(Material for this task)
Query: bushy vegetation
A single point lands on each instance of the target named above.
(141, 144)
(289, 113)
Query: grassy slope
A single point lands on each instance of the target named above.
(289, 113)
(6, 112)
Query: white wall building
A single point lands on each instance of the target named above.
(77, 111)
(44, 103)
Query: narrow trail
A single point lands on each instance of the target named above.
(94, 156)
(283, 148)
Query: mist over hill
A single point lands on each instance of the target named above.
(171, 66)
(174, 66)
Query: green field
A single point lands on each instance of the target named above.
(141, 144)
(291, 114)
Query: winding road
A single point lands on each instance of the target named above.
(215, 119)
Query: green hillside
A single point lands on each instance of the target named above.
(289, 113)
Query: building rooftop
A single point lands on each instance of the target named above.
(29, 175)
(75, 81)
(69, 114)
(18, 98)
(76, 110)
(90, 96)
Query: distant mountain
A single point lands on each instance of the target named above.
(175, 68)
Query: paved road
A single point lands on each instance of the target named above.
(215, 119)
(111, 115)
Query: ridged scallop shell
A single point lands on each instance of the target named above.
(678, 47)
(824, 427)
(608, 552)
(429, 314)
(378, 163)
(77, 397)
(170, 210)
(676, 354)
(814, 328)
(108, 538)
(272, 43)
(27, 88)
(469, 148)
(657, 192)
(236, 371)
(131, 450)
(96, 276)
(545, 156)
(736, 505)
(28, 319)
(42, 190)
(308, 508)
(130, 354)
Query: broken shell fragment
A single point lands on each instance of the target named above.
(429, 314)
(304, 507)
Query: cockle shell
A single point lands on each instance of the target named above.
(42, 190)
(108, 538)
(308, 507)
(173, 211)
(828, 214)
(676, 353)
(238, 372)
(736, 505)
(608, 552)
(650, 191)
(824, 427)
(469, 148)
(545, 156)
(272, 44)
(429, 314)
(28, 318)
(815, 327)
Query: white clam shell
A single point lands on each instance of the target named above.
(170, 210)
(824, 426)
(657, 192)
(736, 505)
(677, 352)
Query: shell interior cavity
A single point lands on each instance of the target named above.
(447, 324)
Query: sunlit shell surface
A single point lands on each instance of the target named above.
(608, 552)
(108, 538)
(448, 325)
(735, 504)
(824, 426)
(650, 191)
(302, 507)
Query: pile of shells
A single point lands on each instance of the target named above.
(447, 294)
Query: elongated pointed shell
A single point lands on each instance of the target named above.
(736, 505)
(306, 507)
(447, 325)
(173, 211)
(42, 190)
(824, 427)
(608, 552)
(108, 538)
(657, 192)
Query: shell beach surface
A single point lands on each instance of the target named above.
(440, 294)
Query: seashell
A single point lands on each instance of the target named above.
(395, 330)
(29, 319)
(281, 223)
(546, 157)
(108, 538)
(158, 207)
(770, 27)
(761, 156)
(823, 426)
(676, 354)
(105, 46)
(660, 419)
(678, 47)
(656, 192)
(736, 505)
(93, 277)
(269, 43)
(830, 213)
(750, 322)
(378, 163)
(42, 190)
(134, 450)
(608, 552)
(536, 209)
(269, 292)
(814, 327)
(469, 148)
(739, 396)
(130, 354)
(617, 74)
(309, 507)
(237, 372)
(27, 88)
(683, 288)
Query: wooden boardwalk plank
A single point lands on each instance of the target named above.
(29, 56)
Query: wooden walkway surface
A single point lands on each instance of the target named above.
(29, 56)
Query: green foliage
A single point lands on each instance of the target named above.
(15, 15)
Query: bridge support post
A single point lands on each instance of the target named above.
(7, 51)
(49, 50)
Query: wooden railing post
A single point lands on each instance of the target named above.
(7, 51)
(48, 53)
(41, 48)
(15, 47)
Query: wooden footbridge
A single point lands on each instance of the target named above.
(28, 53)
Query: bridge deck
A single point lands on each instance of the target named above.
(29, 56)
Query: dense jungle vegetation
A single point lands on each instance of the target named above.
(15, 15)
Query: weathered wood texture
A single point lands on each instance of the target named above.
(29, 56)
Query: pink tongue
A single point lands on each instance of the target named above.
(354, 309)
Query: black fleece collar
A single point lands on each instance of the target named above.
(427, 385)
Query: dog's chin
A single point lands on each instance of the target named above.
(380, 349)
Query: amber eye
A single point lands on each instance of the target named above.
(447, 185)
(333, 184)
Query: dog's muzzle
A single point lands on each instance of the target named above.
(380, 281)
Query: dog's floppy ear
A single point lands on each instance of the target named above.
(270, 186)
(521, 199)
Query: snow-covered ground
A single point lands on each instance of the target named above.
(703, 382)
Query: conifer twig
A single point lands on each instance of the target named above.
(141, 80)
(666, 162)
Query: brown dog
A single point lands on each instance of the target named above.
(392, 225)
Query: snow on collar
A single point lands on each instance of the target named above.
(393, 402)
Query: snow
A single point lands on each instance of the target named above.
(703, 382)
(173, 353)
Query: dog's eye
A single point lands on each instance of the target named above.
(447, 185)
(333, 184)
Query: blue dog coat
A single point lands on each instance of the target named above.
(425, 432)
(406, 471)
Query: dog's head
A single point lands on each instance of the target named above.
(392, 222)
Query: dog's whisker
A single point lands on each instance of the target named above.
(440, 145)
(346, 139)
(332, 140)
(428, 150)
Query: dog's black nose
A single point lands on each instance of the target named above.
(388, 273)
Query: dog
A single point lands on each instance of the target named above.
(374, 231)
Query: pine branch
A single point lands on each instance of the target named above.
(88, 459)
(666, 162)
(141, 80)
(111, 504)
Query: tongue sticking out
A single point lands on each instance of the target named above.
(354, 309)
(End Material for this task)
◆ **Work required**:
Your task is to copy every entry above, exactly as written.

◆ **Answer area**:
Query: bushy vegetation
A single point lands on each instance of the target named above.
(141, 144)
(289, 113)
Query: grassy slope
A single point lands on each instance of the target named above.
(289, 113)
(6, 112)
Query: white wall building
A single point lands on each instance of the target named above.
(77, 111)
(44, 103)
Query: narrow trail
A single point lands on each instance of the target named above.
(94, 156)
(283, 148)
Query: mist over hill
A single point lands on each instance of the target named above.
(171, 66)
(174, 66)
Query: green field
A single point lands on each instance of the target named above.
(141, 144)
(291, 114)
Query: winding road
A single point lands on each instance of the target named above.
(215, 119)
Query: green hillside
A single point lands on each instance of the target named above.
(289, 113)
Query: building rooftop
A single point lands on each instance of the target named above.
(29, 175)
(75, 81)
(69, 114)
(18, 98)
(76, 110)
(90, 96)
Query: distant mountain
A single point lands on each instance of the target named above.
(175, 68)
Query: paved road
A single point lands on each instance of the target named above.
(215, 119)
(111, 115)
Query: ridged scallop shell
A single point lands on each instance of the target named above.
(678, 47)
(824, 427)
(608, 552)
(429, 314)
(378, 163)
(77, 397)
(170, 210)
(676, 354)
(814, 328)
(108, 538)
(272, 43)
(27, 88)
(469, 148)
(657, 192)
(236, 371)
(131, 450)
(96, 276)
(545, 156)
(736, 505)
(28, 319)
(42, 190)
(308, 508)
(130, 354)
Query: broken shell fragment
A single point lands on each instance of the target named above.
(429, 314)
(304, 507)
Query: cockle shell
A single point lands on each instance of the target named above.
(42, 190)
(108, 538)
(308, 507)
(173, 211)
(828, 214)
(676, 353)
(238, 372)
(736, 505)
(608, 552)
(650, 191)
(824, 427)
(469, 148)
(545, 156)
(272, 44)
(429, 314)
(28, 318)
(815, 327)
Query: white clam shell
A single point lands on each instance of the target named above.
(170, 210)
(824, 426)
(657, 192)
(736, 505)
(677, 352)
Query: shell interior cavity
A single point lands on each instance of the target named above.
(447, 324)
Query: sunlit shell surface
A single point lands on each instance of the target named above.
(608, 552)
(108, 538)
(448, 325)
(735, 504)
(824, 426)
(650, 191)
(302, 507)
Query: pile of shells
A single point lands on each instance of the target named above.
(447, 294)
Query: elongated pointed shell
A single point lands on each instance of the target named above.
(736, 505)
(306, 507)
(447, 325)
(173, 211)
(42, 190)
(824, 427)
(608, 552)
(108, 538)
(657, 192)
Query: shell beach surface
A single point lands on each instance of the target named above.
(440, 294)
Query: seashell
A single point lands on each instance of the target named above.
(395, 330)
(29, 319)
(281, 223)
(546, 157)
(108, 538)
(158, 207)
(770, 27)
(761, 156)
(823, 426)
(676, 354)
(105, 46)
(660, 419)
(678, 47)
(656, 192)
(736, 505)
(93, 277)
(269, 43)
(830, 213)
(750, 322)
(378, 163)
(42, 190)
(134, 450)
(608, 552)
(536, 209)
(269, 292)
(814, 327)
(469, 148)
(739, 396)
(130, 354)
(617, 74)
(309, 507)
(237, 372)
(27, 88)
(683, 288)
Query: wooden boardwalk plank
A single point lands on each instance of the target named above.
(29, 56)
Query: wooden walkway surface
A single point lands on each instance of the target named above.
(29, 56)
Query: green foliage
A single point lands on each instance of the target named above.
(15, 15)
Query: bridge support post
A single point lands on each instance of the target named above.
(7, 51)
(49, 50)
Query: wooden railing post
A single point lands on each instance of the target named above.
(7, 51)
(48, 53)
(41, 48)
(15, 47)
Query: wooden footbridge
A single point lands on each instance of the target named above.
(28, 53)
Query: bridge deck
A single point lands on each instance of the target named above.
(29, 56)
Query: dense jungle vegetation
A single point lands on each instance of the target named above.
(15, 15)
Query: weathered wood texture
A single point lands on each instance of the target named above.
(29, 56)
Query: pink tongue
A single point lands on each instance of the target named above.
(354, 309)
Query: black fleece collar
A single point lands on each instance of the target named above.
(427, 385)
Query: dog's chin
A single point lands on each instance of the target named above.
(380, 349)
Query: amber eye
A single point lands on each instance of the target named above.
(447, 185)
(333, 184)
Query: dog's muzzle
A single point lands on each instance of the target named above.
(380, 281)
Query: dog's floppy ear
A single point lands on each instance of the target named above.
(270, 186)
(521, 199)
Query: snow-covered ground
A single point lands on each instance of the target named above.
(703, 382)
Query: conifer twig
A single point lands on each instance of the target named above.
(141, 80)
(666, 162)
Query: brown dog
A single point lands on each instance of the target named above.
(392, 225)
Query: snow on collar
A single point lands on each instance of the target named above.
(393, 402)
Query: snow
A single point lands on each instance of the target named above.
(703, 382)
(173, 353)
Query: dog's eye
A single point lands on each instance of the target named above.
(447, 185)
(333, 184)
Query: blue dog coat
A single point lands on each instance of the target named above.
(425, 432)
(406, 471)
Query: dog's head
A single point lands on each instance of the target named above.
(392, 222)
Query: dog's whisker
A single point lands on each instance of the target named above.
(440, 145)
(346, 139)
(332, 140)
(428, 150)
Query: dog's black nose
A single point lands on each instance of the target named above.
(388, 273)
Query: dog
A single point lands on each instance of the target named above.
(374, 231)
Query: pine branch
A single point lands on each instance of the target named above.
(88, 459)
(666, 162)
(141, 80)
(111, 504)
Query: tongue sticking out
A single point lands on each instance of the target named above.
(354, 309)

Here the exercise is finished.